▶ [Exercise aim]
Return every line in the rows below that contains the string "hillside", copying each such line in full.

--- begin Records supplied ---

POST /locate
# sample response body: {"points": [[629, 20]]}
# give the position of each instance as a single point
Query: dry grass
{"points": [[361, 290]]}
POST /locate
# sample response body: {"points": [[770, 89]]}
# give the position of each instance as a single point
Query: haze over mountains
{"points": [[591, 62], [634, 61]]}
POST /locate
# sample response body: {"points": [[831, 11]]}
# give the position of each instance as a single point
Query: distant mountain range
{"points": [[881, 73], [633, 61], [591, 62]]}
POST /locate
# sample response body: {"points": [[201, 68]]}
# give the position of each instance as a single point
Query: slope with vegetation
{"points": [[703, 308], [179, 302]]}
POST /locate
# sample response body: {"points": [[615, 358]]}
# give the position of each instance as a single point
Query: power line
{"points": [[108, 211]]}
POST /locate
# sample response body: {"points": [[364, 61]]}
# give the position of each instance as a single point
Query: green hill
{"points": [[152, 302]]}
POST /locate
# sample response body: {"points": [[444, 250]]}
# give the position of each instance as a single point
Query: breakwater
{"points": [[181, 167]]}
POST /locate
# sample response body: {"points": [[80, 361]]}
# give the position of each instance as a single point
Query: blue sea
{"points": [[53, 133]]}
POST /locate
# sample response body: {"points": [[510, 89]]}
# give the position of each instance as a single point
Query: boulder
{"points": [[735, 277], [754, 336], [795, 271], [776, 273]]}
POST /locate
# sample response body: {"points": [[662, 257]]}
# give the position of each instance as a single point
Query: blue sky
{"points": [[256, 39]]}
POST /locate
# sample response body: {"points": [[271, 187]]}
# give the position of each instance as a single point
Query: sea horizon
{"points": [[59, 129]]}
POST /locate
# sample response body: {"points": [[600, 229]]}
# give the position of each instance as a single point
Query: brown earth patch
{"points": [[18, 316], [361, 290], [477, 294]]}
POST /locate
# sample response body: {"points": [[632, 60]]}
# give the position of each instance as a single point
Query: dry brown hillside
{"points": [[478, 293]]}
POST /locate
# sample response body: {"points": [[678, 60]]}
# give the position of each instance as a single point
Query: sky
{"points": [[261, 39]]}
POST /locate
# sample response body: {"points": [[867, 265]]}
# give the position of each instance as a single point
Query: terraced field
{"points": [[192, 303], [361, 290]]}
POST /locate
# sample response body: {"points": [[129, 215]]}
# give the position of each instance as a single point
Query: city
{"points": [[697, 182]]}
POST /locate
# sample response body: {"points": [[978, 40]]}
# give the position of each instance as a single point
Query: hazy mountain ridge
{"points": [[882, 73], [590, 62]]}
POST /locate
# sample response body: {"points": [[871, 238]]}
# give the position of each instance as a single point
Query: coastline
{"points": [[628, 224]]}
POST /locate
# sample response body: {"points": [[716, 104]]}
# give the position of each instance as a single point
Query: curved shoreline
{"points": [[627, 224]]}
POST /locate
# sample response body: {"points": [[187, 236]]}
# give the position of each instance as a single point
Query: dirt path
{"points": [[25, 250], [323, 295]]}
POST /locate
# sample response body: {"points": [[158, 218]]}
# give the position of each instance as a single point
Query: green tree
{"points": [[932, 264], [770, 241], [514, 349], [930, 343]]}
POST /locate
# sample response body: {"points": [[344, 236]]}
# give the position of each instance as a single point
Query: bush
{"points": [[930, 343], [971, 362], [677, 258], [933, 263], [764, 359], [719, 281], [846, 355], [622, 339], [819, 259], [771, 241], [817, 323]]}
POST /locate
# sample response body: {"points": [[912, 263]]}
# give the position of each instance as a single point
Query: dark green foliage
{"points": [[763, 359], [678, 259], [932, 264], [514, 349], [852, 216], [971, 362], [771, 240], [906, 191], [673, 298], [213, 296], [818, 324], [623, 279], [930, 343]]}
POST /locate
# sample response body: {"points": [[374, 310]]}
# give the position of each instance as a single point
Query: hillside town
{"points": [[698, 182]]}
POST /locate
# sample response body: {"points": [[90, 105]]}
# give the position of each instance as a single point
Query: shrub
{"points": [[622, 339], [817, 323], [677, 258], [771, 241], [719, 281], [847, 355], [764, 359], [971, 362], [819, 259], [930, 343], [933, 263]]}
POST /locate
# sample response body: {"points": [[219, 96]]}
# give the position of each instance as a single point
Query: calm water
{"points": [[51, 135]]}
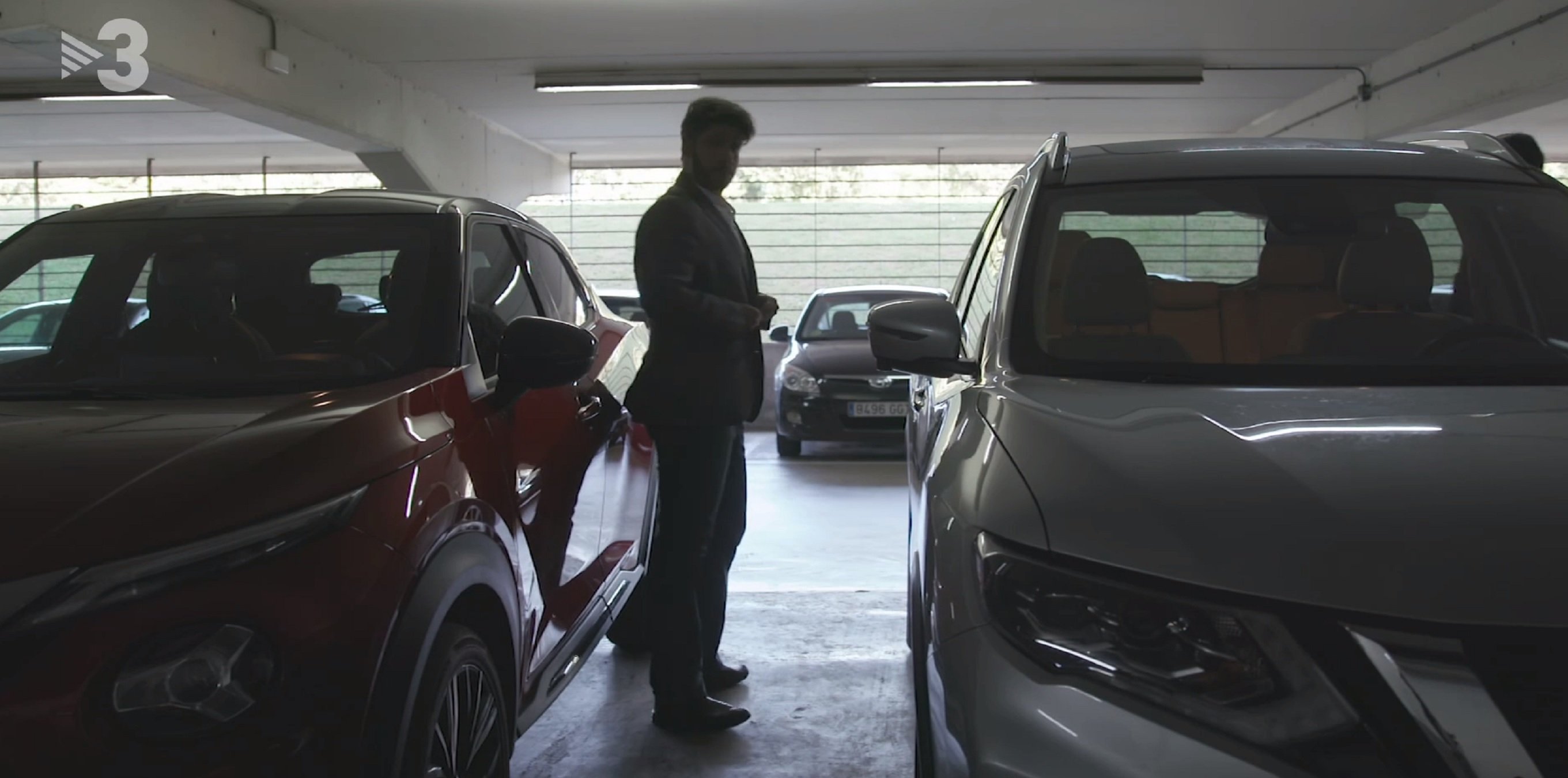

--- end Records supplied ---

▶ [The result]
Query: dry brown hillside
Query: hillside town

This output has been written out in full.